━━ Provided text

Inner-Sydney restaurant NOMAD remains shut, but it was not the coronavirus pandemic that forced it out of action initially.
Key points:
- Shutting down a business can be costly and involve costs of storage, loss of perishable goods and meeting “make good” clauses in leases
- The Bureau of Statistics says 24pc of businesses receiving financial support expect to close when it is withdrawn
- Sal Algeri from Deloitte Restructuring says firms in industries already under pressure are less likely to survive further lockdowns
“We haven’t had the best 12 months,” co-owner Rebecca Yazbek told ABC’s The Business.
“We moved down to Melbourne to open NOMAD down here and got a phone call from our staff that the restaurant was on fire.”
In a whirlwind seven weeks, the restaurant reopened at a temporary site down the road.
And then the pandemic hit.

━━━━
━━ Information given

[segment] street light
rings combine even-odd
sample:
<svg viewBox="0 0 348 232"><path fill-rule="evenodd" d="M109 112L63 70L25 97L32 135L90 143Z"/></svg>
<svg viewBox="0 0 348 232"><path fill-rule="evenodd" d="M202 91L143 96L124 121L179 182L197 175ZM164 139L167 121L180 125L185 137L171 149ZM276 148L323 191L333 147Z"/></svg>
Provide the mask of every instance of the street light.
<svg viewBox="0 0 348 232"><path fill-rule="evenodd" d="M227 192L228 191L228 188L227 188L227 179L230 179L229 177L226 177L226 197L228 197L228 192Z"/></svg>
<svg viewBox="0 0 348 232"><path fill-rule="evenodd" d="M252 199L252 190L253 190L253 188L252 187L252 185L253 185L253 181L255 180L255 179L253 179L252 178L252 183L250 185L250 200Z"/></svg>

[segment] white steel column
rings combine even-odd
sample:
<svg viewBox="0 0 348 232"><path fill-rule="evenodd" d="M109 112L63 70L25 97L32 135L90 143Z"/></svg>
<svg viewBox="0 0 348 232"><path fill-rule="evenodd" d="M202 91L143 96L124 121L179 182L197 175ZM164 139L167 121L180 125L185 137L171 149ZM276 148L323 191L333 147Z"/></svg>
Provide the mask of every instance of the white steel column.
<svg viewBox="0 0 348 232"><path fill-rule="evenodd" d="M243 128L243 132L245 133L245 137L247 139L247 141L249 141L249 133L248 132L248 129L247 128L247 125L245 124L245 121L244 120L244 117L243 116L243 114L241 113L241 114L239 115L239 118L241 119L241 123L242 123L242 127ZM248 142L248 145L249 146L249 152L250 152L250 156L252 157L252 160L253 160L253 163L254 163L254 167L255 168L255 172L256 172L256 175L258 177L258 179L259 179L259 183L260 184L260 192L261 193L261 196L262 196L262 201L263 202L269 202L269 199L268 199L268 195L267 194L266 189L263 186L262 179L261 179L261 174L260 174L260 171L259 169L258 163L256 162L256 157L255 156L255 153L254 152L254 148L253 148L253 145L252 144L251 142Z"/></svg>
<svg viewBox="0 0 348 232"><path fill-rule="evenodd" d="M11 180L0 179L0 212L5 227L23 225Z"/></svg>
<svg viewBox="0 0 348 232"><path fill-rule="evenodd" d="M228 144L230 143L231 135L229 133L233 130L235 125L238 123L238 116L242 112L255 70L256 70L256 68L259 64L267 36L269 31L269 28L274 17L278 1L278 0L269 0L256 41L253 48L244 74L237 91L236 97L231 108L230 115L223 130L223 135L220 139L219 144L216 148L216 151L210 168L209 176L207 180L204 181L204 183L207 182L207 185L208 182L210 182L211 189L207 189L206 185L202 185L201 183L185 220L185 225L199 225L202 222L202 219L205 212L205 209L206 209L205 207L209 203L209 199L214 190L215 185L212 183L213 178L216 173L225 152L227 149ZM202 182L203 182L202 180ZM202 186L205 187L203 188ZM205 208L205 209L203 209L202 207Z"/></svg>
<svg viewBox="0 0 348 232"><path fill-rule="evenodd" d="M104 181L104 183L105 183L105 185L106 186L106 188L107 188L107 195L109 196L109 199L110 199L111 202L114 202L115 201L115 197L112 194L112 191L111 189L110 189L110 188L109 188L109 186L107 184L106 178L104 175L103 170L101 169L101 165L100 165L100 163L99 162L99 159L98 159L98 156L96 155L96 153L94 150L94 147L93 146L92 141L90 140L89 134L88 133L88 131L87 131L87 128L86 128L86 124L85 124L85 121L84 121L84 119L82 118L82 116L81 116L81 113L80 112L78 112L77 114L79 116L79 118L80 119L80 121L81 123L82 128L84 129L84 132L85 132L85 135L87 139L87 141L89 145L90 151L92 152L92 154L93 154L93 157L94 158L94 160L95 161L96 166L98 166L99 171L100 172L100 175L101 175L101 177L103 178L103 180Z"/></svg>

━━━━

• Problem to solve
In the article about the NOMAD restaurant, what share of businesses receiving financial support does the Bureau of Statistics say expect to close when that support is withdrawn?

• Exercise answer
24 percent